▶ **Texte à lire**
CURTIS (1988: 596) attribue «what the French call Café du Commerce wisdom» à Mme Chimaye, personnage du romancier indo-anglais Raja Rao. Regardant la langue-culture française de l’extérieur, elle est une observatrice externe. Français, IMART (1982: 149) et BLONDEL (2010: 562) sont des observateurs internes, mais s’expriment en anglais, de façon semblable à CURTIS. Le premier utilise le terme Café du Commerce philosophy, précédé de la formule «as the French dub it». L’autre évoque «the old French expression» discussions de café du commerce. C’est grâce au contact avec l’anglais qu’IMART et BLONDEL se sont rendu compte que la métaphore à l’étude n’a pas d’équivalent au-delà de la francophonie. MATHIEN (2002: 224), lui, s’exprime en français; il voit dans la métaphore du café du commerce la «version imagée du “parler pour ne rien dire”».
Retour aux observateurs externes. Parlant de «chiacchiere da “Café du Commerce”, l’equivalente francese del Bar Sport»,4 E. ROSASPINA (CS 18/08/06) établit un rapprochement entre les cafés du Commerceet leur équivalent le plus proche dans la langue-culture italienne. D’autres observateurs externes fournissent une explication à l’intention de ceux qui regardent la langue-culture française de l’extérieur mais ne comprennent pas:

To say of a conversation that it is Café du Commerce refers to the widespread practice of sitting around and talking loudly, though not necessarily informedly, about one’s ideas. (WADHAM 2009: 80)

Discussions of the «café du Commerce» type are political, vain and even ridiculous. The debates are the debates of the common man in the street that are full of clichés and truisms and lacking in subtlety. (MOULD 2011: 8-9)

WADHAM insiste sur la fréquence et la nature des conversations qui se déroulent dans les cafés du Commerce. MOULD, qui précise en outre qu’un débat de café du commerce est ce qu’il appelle «a debate of low intellectual quality», s’attarde à la nature comme au contenu des discussions, qu’il limite (à tort) à des sujets d’ordre politique.

2.3. Ubiquité

La métaphore du café du commerce surgit dans des titres de librairie, dans le discours de personnalités en vue, dans la presse et dans certaines productions artistiques.

2.3.1. Le café du commerce dans les titres de librairie

Sauf erreur, le premier titre de librairie à renvoyer explicitement à la métaphore à l’étude est un fascicule de Maurice Garçon intitulé Les propos du café du Commerce. L’ouvrage, rédigé «en Aquitaine, sous l’oppression» et terminé en septembre 1943, ainsi que l’indique une note à la fin du texte, a été publié sans lieu ni date. De parution bien plus récente sont les deux volumes de Pierre Hédrich et al. intitulés Introduction au raisonnement économique (sous-titre Économie générale: en finir avec le «café du commerce»; éditeur La Documentation française, 1995), d’une part, et L’homme, ce trop connu: manifeste du café du Commerce de Daniel Connan (éditeur Alexis Val-Arno, 1997), de l’autre.

▶ **Données**
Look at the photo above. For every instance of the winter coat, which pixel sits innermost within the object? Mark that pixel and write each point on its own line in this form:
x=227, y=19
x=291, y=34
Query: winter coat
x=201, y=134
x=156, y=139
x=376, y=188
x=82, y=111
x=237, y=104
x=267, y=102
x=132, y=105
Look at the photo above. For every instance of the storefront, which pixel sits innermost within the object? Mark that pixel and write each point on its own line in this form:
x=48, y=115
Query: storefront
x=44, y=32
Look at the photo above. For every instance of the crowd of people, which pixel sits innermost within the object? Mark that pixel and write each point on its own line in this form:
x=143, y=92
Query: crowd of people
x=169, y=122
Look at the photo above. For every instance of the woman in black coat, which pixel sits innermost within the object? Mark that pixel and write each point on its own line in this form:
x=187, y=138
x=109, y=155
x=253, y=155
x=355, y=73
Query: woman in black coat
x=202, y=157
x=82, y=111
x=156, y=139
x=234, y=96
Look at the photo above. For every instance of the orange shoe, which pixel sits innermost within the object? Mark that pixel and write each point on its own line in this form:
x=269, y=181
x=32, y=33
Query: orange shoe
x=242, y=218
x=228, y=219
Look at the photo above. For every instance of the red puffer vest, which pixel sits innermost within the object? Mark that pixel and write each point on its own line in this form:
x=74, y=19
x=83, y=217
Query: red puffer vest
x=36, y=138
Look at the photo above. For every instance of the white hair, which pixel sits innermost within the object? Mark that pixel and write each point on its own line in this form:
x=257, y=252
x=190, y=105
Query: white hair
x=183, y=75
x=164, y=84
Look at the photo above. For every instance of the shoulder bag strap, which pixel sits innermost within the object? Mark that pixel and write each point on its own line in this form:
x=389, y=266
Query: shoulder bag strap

▶ **Travail demandé**
D'après le texte à lire, quand le fascicule de Maurice Garçon intitulé Les propos du café du Commerce a-t-il été terminé ?

▶ **Réponse finale**
En septembre 1943.